(Description of the task):
Revise the records below by replacing "whole pixels" with "integer pixels" wherever it occurs, leaving everything else unchanged. Omit the pictures from your answer.

----

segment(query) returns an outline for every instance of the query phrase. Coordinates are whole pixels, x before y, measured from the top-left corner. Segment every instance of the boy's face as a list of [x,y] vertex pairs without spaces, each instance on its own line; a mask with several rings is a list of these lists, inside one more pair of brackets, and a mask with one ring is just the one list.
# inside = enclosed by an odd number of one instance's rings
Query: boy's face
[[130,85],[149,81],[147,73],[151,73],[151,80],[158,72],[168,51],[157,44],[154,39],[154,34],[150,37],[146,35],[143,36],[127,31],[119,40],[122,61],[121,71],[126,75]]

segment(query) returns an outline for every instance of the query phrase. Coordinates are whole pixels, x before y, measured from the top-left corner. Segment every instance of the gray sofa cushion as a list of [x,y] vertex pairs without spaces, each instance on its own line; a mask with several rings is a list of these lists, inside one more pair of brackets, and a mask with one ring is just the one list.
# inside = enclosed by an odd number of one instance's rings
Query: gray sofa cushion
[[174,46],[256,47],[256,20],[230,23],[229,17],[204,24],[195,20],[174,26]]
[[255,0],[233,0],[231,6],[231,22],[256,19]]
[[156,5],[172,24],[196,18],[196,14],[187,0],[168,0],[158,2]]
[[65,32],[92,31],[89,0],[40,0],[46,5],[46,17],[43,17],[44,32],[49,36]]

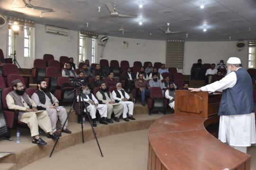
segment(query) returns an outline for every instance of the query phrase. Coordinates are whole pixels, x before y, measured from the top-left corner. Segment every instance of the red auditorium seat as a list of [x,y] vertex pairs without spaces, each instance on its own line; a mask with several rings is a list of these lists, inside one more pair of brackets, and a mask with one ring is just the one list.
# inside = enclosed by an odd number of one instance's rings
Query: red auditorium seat
[[49,62],[49,61],[52,60],[54,60],[54,57],[53,55],[52,55],[52,54],[44,54],[44,57],[43,59],[44,60],[44,61],[46,62],[46,66],[48,67],[48,63]]
[[32,77],[34,83],[39,79],[46,77],[46,63],[43,59],[35,59],[34,60],[34,68],[32,68]]
[[164,99],[162,89],[159,87],[152,87],[150,88],[150,97],[148,98],[147,107],[149,109],[149,114],[151,115],[152,111],[163,111],[165,114],[164,105]]

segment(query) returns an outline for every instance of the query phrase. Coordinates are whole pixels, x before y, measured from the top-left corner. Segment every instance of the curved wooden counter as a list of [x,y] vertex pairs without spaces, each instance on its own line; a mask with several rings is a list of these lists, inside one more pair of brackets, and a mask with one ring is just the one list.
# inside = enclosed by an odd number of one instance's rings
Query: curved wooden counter
[[148,131],[147,169],[250,170],[250,155],[207,132],[204,126],[216,119],[171,114],[155,121]]

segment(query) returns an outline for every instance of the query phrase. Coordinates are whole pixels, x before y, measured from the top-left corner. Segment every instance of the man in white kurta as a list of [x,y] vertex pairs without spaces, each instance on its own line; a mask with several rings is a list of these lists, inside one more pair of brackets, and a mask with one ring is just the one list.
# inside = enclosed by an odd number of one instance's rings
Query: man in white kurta
[[[97,110],[99,110],[99,112],[101,115],[100,123],[108,125],[108,123],[106,121],[108,106],[106,104],[99,104],[98,100],[95,98],[93,94],[91,93],[88,85],[87,84],[85,85],[83,87],[83,94],[82,95],[84,102],[89,104],[89,105],[86,106],[86,108],[92,119],[92,125],[94,127],[97,127],[96,122],[96,113]],[[79,102],[79,96],[77,96],[77,102]],[[81,96],[81,101],[82,101],[82,96]],[[85,109],[84,109],[84,112],[86,111]]]
[[[251,79],[241,61],[231,57],[227,76],[221,80],[192,91],[222,91],[219,115],[219,139],[246,153],[247,146],[256,143],[255,116]],[[224,107],[223,107],[224,106]]]
[[[112,96],[116,102],[122,103],[124,106],[123,110],[123,119],[126,121],[129,121],[129,119],[135,120],[132,117],[133,114],[133,108],[134,104],[133,102],[128,101],[130,96],[122,88],[122,84],[118,83],[116,85],[117,89],[112,92]],[[129,116],[127,117],[127,113],[128,112]]]

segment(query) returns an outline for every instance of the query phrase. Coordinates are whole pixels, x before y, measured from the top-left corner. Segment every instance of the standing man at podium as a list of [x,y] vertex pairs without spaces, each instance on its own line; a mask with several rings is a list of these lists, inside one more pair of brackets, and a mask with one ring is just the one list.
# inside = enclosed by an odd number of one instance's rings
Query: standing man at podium
[[255,116],[252,80],[242,68],[240,59],[230,57],[227,61],[227,75],[221,80],[192,92],[222,91],[218,115],[219,139],[247,153],[247,146],[256,143]]

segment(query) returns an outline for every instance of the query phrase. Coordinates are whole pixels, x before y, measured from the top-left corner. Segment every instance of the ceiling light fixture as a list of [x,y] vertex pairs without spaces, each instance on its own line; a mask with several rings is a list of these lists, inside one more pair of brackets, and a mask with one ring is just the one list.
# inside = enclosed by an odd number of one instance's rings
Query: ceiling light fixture
[[142,2],[143,2],[143,1],[139,1],[139,7],[140,8],[142,8],[142,7],[143,7],[143,6],[142,5]]
[[203,3],[204,3],[204,1],[201,1],[201,6],[200,6],[200,8],[201,9],[202,9],[204,8],[204,5],[203,5]]

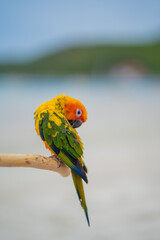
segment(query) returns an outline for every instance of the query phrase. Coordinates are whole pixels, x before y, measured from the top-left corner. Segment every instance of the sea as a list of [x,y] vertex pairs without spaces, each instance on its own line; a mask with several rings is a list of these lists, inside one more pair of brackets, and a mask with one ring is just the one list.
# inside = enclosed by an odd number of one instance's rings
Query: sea
[[0,76],[0,153],[49,156],[33,113],[67,94],[88,120],[84,183],[91,226],[72,178],[0,167],[1,240],[160,239],[160,77]]

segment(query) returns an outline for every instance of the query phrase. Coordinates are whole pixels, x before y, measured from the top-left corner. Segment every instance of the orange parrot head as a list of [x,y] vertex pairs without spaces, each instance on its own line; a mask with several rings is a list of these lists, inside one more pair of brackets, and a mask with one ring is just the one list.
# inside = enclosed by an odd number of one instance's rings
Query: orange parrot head
[[64,114],[73,128],[80,127],[87,120],[87,110],[77,99],[65,96]]

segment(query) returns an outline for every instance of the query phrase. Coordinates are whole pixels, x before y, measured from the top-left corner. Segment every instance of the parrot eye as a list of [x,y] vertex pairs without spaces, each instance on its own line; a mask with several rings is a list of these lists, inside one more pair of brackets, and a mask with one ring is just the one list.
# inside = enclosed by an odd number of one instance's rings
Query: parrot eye
[[77,108],[76,116],[80,117],[81,115],[82,115],[82,111],[79,108]]

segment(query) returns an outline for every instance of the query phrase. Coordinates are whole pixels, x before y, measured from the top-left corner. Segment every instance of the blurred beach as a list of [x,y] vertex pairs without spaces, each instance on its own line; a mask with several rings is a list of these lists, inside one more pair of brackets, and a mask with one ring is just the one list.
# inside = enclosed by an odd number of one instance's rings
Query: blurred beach
[[[23,80],[23,81],[22,81]],[[160,238],[160,79],[0,77],[0,153],[49,156],[33,113],[60,93],[81,100],[88,228],[71,176],[0,168],[0,239]]]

----

(Exercise output):
segment(query) returns an outline for every instance of the query phrase. Coordinates are integer pixels, x before y, measured from the top-left corner. Segment every instance of the boy's face as a list of [x,y] vertex pairs without spaces, each instance on its own line; a mask with several rings is a list of these lists, inside one more pair of brackets, and a mask with one ring is just the one list.
# inside = enclosed by an odd number of one instance's rings
Query: boy's face
[[130,85],[149,81],[147,73],[151,73],[151,80],[158,72],[168,51],[157,44],[154,39],[154,34],[150,37],[146,35],[143,36],[127,31],[119,40],[122,61],[121,71],[126,75]]

segment(query) returns an outline for every instance of the query phrase. Coordinates are integer pixels, x before y, measured from the top-left corner. Segment every instance of the gray sofa cushion as a list of [x,y] vertex pairs without spaces, each instance on its own line; a mask with several rings is a list of these lists, inside one more pair of brackets, and a mask with one ring is just the one list.
# inside = enclosed by an odd number of one instance's rings
Query: gray sofa cushion
[[174,46],[256,47],[256,20],[230,23],[229,17],[204,24],[195,20],[174,26]]
[[255,0],[233,0],[231,6],[231,22],[256,19]]
[[156,5],[172,24],[196,18],[196,14],[187,0],[168,0],[158,2]]
[[65,32],[92,31],[89,0],[40,0],[46,5],[46,17],[43,17],[44,32],[49,36]]

segment(query) returns an outline for every instance of the query phrase. Coordinates are integer pixels, x before y, measured from the top-left corner. Segment every instance of the red auditorium seat as a list of [x,y] vertex pairs without spaces, each instance on its own line; a mask with several rings is a list of these lists, inside one more pair of brackets, and a mask with one ring is just the one list.
# inside = enclosed by an odd number of one instance's rings
Query: red auditorium seat
[[49,62],[49,61],[52,60],[54,60],[54,57],[53,55],[52,55],[52,54],[44,54],[44,57],[43,59],[44,60],[44,61],[46,62],[46,66],[48,67],[48,63]]
[[32,77],[34,83],[39,79],[46,77],[46,63],[43,59],[35,59],[34,60],[34,68],[32,68]]
[[164,99],[162,89],[159,87],[152,87],[150,88],[150,97],[148,98],[147,107],[149,109],[149,114],[151,115],[152,111],[163,111],[165,114],[164,105]]

segment(query) returns an outline for every instance of the query phrase. Coordinates are integer pixels, x before y, measured from the top-left corner. Segment every instance of the curved wooden counter as a list of [x,y] vertex pairs without spaces, each instance on its own line; a mask with several rings is a list of these lists, inside one more pair of brackets, and a mask with one ring is just the one list.
# inside = enclosed by an odd number of one instance's rings
Query: curved wooden counter
[[148,131],[147,169],[250,170],[250,155],[207,132],[204,126],[216,119],[171,114],[155,121]]

segment(query) returns an outline for every instance of the query phrase. Coordinates are integer pixels, x before y, measured from the top-left corner. Segment every instance of the man in white kurta as a list of [x,y] vertex pairs without spaces, each instance on its own line; a mask with several rings is a list of these lists, inside one more pair of brackets, and a mask with one ring is just the one list.
# inside = enclosed by an odd number of one instance's rings
Query: man in white kurta
[[[97,110],[99,110],[99,112],[101,115],[100,123],[108,125],[108,123],[106,121],[108,106],[106,104],[99,104],[98,100],[95,98],[93,94],[91,93],[88,85],[87,84],[85,85],[83,87],[83,94],[82,95],[84,102],[89,104],[89,105],[86,106],[86,108],[92,119],[92,125],[94,127],[97,127],[96,122],[96,113]],[[79,102],[79,96],[77,96],[77,102]],[[81,96],[81,101],[82,101],[82,96]],[[85,109],[84,109],[84,112],[86,111]]]
[[[251,79],[241,61],[231,57],[227,76],[221,80],[192,91],[222,91],[219,115],[219,139],[246,153],[247,146],[256,143],[255,116]],[[224,107],[223,107],[224,106]]]
[[[112,96],[116,102],[122,103],[124,106],[123,110],[123,119],[126,121],[129,121],[129,119],[135,120],[132,117],[133,114],[133,108],[134,104],[133,102],[128,101],[130,96],[122,88],[122,84],[118,83],[116,85],[117,89],[112,92]],[[129,116],[127,117],[127,113],[128,112]]]

segment(query) returns an outline for every instance of the query phrase. Coordinates are integer pixels, x before y, measured from the top-left corner. Segment every instance of the standing man at podium as a list of [x,y] vertex pairs without spaces, each instance on its own line; a mask with several rings is a list of these lists, inside one more pair of brackets, and a mask with one ring is just the one list.
# inside = enclosed by an odd number of one instance's rings
Query: standing man at podium
[[255,116],[252,80],[242,68],[240,59],[230,57],[227,61],[227,75],[221,80],[192,92],[222,91],[218,115],[219,139],[247,153],[247,146],[256,143]]

segment(query) returns an outline for every instance of the query phrase. Coordinates are integer pixels, x before y, measured from the top-left corner. Segment every instance of the ceiling light fixture as a list of [x,y] vertex pairs without spaces, each instance on its own line; a mask with several rings is a list of these lists, inside one more pair of brackets, and a mask with one ring is just the one list.
# inside = enclosed by an odd number of one instance's rings
Query: ceiling light fixture
[[142,2],[143,2],[143,1],[139,1],[139,7],[140,8],[142,8],[142,7],[143,7],[143,6],[142,5]]
[[203,3],[204,3],[204,1],[201,1],[201,6],[200,6],[200,8],[201,9],[202,9],[204,8],[204,5],[203,5]]

segment(query) returns an outline for every instance of the query phrase. Coordinates are integer pixels, x before y, measured from the top-left corner. Segment every instance of the sea as a list of [x,y] vertex pairs without spaces, each instance on its own line; a mask with several rings is a list of these lists, inside one more pair of brackets, and a mask with one ring is just the one list.
# inside = enclosed by an odd number of one instance's rings
Query: sea
[[0,76],[0,153],[49,156],[33,113],[67,94],[88,120],[84,183],[91,226],[72,178],[0,167],[1,240],[160,239],[160,77]]

segment(query) returns an outline for every instance of the query phrase. Coordinates are integer pixels, x before y, measured from the top-left corner. Segment every instance of the orange parrot head as a list of [x,y] vertex pairs without spaces, each instance on its own line; a mask with several rings is a list of these lists, inside one more pair of brackets, and a mask with one ring is just the one list.
# inside = enclosed by an odd number of one instance's rings
Query: orange parrot head
[[64,114],[73,128],[80,127],[87,120],[87,110],[77,99],[65,96]]

segment(query) returns an outline for every instance of the query phrase. Coordinates are integer pixels, x before y, measured from the top-left corner. Segment every instance of the parrot eye as a list of [x,y] vertex pairs without spaces, each instance on its own line; a mask with several rings is a list of these lists, inside one more pair of brackets, and a mask with one ring is just the one list.
# inside = enclosed by an odd number of one instance's rings
Query: parrot eye
[[77,108],[76,116],[80,117],[81,115],[82,115],[82,111],[79,108]]

segment(query) returns an outline for every instance of the query phrase. Coordinates are integer pixels, x before y, measured from the top-left corner. Segment every instance of the blurred beach as a list of [x,y] vertex pairs without spaces, each instance on its own line; a mask with several rings is a list of these lists, inside one more pair of brackets, and a mask with one ring is just the one list.
# inside = enclosed by an odd number of one instance's rings
Query: blurred beach
[[[23,80],[23,81],[22,81]],[[160,238],[160,79],[0,77],[0,153],[49,156],[33,113],[60,93],[81,100],[88,228],[71,176],[0,168],[0,239]]]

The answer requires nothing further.